Extrait choisi:
***

Estimant que la date d’inauguration du 58ème rendez-vous international d’art de Venise (prévu du 11 mai au 24 novembre 2019) ne convenait plus aux « (…) impératifs de préparation », le ministère de la Culture annulera et reportera, le mardi 26 mars 2019, la participation de l’Algérie.
Désormais caduque, elle est différée à l’édition de 2021, édition en projection de laquelle l’administration du Palais Moufdi Zakaria envisage donc de « (…) meilleures conditions ». Le caractère préventif de l’annonce dissimule mal le préalable du soudain retrait d’un projet officialisé le 05 février 2019 suite au crédit dévolu à son promoteur, Hellal Mahmoud Zoubir. Celui-ci avait adressé dès l’été 2018 le dossier de candidature à Paolo Baratta, président (de 1998 à 2000 puis reconduit en 2008) d’une manifestation dont il saura remodeler l’identité, notamment grâce à la modification des statuts et l’obtention d’un bail emphytéotique, concession lui cédant les Giardini (endroit central entouré de l’ensemble des pavillons importants) et l’Arsenal (un entrepôt autrefois délabré accueillant la seconde partie des installations étatiques).

***

Tâche demandée:
Recopiez sans la moindre modification le passage de l'extrait choisi qui va de « Désormais caduque, elle » jusqu'à « des installations étatiques). » inclus.

Données fournies:
***

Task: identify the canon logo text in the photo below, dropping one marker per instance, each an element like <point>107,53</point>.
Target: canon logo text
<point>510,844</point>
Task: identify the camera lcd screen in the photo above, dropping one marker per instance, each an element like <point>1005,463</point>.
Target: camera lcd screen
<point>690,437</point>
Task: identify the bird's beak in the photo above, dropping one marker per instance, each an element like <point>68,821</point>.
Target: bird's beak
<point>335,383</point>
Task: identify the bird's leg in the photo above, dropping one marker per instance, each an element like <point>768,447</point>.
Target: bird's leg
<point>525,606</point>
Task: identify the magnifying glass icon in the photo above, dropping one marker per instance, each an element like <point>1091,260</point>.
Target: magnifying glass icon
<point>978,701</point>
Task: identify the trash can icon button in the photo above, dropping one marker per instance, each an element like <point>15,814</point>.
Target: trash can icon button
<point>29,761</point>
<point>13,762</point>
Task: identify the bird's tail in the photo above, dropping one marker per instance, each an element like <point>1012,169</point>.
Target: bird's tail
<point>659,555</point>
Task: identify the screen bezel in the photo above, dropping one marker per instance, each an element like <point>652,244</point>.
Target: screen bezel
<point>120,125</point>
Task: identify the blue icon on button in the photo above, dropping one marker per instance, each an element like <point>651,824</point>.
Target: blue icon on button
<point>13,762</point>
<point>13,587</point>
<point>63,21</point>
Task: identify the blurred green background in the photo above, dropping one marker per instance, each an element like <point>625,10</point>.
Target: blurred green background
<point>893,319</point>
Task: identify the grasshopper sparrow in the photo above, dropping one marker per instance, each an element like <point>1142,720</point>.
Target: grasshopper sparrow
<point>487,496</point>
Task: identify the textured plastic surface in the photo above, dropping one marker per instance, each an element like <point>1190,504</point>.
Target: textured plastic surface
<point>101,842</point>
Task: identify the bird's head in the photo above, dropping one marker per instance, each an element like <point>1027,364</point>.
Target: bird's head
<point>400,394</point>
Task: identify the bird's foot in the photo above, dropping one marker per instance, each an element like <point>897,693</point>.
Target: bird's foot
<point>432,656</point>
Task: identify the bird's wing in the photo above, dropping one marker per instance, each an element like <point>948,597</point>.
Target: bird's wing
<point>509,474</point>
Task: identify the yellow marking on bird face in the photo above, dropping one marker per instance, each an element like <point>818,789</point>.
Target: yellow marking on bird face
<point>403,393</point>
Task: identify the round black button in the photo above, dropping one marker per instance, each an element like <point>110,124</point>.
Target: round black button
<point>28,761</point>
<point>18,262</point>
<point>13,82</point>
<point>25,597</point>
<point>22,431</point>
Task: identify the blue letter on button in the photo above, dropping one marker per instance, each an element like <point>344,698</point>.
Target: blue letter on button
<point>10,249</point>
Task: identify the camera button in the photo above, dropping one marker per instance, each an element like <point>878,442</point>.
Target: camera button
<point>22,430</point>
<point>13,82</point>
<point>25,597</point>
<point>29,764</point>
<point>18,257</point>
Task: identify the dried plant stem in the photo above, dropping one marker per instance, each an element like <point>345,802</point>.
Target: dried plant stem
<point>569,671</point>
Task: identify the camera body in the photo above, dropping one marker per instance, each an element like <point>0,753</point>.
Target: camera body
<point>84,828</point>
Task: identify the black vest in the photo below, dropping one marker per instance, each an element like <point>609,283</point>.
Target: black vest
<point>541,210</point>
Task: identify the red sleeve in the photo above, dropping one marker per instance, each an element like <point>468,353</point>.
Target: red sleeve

***

Réponse à la tâche:
Désormais caduque, elle est différée à l’édition de 2021, édition en projection de laquelle l’administration du Palais Moufdi Zakaria envisage donc de « (…) meilleures conditions ». Le caractère préventif de l’annonce dissimule mal le préalable du soudain retrait d’un projet officialisé le 05 février 2019 suite au crédit dévolu à son promoteur, Hellal Mahmoud Zoubir. Celui-ci avait adressé dès l’été 2018 le dossier de candidature à Paolo Baratta, président (de 1998 à 2000 puis reconduit en 2008) d’une manifestation dont il saura remodeler l’identité, notamment grâce à la modification des statuts et l’obtention d’un bail emphytéotique, concession lui cédant les Giardini (endroit central entouré de l’ensemble des pavillons importants) et l’Arsenal (un entrepôt autrefois délabré accueillant la seconde partie des installations étatiques).